• _Exercise set_
1) Using the article on blockchain and luxury, decide whether each statement agrees with it. Answer yes or no, and quote the words that decide it. (a) Bain & Company estimates the global luxury goods market at €2.5 trillion. (b) Roughly 20% of the share UHNWIs allocate to tangible assets consists of luxury goods. (c) Luxury goods show a high correlation to traditional assets.
2) Translate this sentence from the article on blockchain and luxury into French: "Luxury goods are high-end products that are distinguished by their quality and exclusivity, such as haute couture, jewelry, watches, automobiles and spirits."
3) From the article on blockchain and luxury, write out everything from "The global luxury" down to "quest for innovation.".

• _Excerpt provided_
· · ·
Blockchain and tokenization in the world of luxury

New technologies will play a key role in the high-end sector. For example, guaranteeing the authenticity of a product and thus stopping counterfeiting.

Luxury goods as an asset class

The global luxury goods market is estimated at €1.5 trillion, according to consulting firm Bain & Company. This market – which could reach €2.5 trillion by 2030 – is thriving in part thanks to its adaptability and constant quest for innovation.

Luxury goods are high-end products that are distinguished by their quality and exclusivity, such as haute couture, jewelry, watches, automobiles and spirits. Often considered an extravagance, this category of tangible assets has attracted keen interest from consumers with high purchasing power as well as investors.

UHNWIs or “Ultra High-Net-Worth Individuals” are the first to recognize the appreciation potential of luxury goods; studies have shown that approximately 20% of the share allocated to tangible assets by UHNWIs is made up of luxury goods.

There are three main reasons for this popularity. First, high-end luxury goods often come with a sense of rarity and therefore tend to appreciate in value over time. For example, rare whiskies have outperformed the S&P 500 by 122% over a 10-year period. Second, luxury goods exhibit low correlation to traditional assets, which helps diversify multi-asset class portfolios. Third, the most exclusive luxury goods are particularly resilient to recessions and act as an inflation hedge; their intrinsic value allows them to maintain or even increase in value during periods of high inflation. Furthermore, luxury brand stocks tend to perform well over time due to their ability to maintain high operating margins and use their free cash flow for strategic acquisitions.
· · ·
• _Extracted entries_

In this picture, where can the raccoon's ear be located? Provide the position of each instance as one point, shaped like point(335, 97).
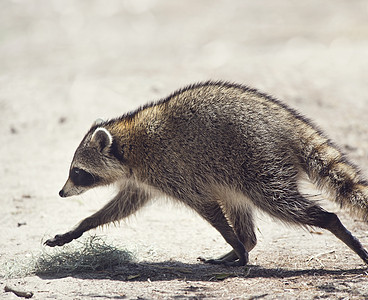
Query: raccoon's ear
point(101, 139)
point(98, 121)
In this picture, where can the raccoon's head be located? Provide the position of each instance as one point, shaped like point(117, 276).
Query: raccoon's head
point(95, 163)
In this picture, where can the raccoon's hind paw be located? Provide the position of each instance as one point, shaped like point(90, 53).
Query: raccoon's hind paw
point(229, 259)
point(62, 239)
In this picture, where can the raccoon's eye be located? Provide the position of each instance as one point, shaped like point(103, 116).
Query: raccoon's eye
point(81, 177)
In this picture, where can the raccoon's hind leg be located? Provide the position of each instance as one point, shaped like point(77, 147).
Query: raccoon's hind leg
point(128, 200)
point(212, 212)
point(292, 207)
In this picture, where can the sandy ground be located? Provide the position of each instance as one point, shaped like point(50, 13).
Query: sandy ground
point(65, 63)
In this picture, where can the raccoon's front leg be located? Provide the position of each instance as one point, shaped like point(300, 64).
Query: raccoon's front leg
point(213, 213)
point(126, 202)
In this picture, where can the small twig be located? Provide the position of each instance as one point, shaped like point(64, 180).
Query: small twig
point(320, 254)
point(18, 292)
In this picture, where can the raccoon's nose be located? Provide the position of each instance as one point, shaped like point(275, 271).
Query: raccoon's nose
point(61, 193)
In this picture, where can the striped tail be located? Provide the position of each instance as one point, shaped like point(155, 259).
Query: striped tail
point(330, 170)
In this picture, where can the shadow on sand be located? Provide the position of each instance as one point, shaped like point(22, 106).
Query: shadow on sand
point(171, 270)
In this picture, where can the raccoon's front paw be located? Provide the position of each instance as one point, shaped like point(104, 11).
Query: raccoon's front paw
point(59, 240)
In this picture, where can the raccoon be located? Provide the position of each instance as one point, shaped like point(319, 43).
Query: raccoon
point(224, 150)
· · ·
• _Task results_
1)
(a) No: "The global luxury goods market is estimated at €1.5 trillion, according to consulting firm Bain & Company."
(b) Yes: "approximately 20% of the share allocated to tangible assets by UHNWIs is made up of luxury goods"
(c) No: "luxury goods exhibit low correlation to traditional assets"

2) Les produits de luxe sont des produits haut de gamme qui se distinguent par leur qualité et leur exclusivité, comme la haute couture, les bijoux, les montres, les automobiles et les spiritueux.

3)
The global luxury goods market is estimated at €1.5 trillion, according to consulting firm Bain & Company. This market – which could reach €2.5 trillion by 2030 – is thriving in part thanks to its adaptability and constant quest for innovation.